Start at the line containing "on the palm" and transcribe every line exactly through the end of the records below, and only those lines.

→ Data supplied:
** Start **
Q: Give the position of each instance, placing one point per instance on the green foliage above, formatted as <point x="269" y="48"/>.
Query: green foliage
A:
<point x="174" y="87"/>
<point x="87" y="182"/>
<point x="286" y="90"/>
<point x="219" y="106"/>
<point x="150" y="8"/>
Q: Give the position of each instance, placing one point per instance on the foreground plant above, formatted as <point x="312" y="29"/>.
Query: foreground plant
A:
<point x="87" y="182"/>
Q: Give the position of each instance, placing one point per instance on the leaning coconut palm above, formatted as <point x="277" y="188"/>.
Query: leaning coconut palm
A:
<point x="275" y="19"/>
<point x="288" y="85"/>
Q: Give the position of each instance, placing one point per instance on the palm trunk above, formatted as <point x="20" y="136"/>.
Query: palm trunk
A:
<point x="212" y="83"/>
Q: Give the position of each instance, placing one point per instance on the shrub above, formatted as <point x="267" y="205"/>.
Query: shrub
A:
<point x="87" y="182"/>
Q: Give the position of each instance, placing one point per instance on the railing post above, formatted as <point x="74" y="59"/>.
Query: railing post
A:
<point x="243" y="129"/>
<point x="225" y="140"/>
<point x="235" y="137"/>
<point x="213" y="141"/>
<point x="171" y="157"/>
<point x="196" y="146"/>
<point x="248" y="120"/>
** End **
→ Task solution:
Q: Give the position of each instance, placing one point per instance on the palm trunk above, formatted as <point x="20" y="136"/>.
Query: palm trunk
A:
<point x="212" y="83"/>
Q: Give the position of each instance, placing one point per instance on the shrub above, formatted as <point x="267" y="205"/>.
Query: shrub
A:
<point x="87" y="182"/>
Q: Give the position of each instance, placing one point per instance on the railing post above, formatted as <point x="74" y="59"/>.
Query: railing post
A:
<point x="243" y="129"/>
<point x="225" y="140"/>
<point x="235" y="137"/>
<point x="213" y="141"/>
<point x="171" y="157"/>
<point x="196" y="146"/>
<point x="248" y="120"/>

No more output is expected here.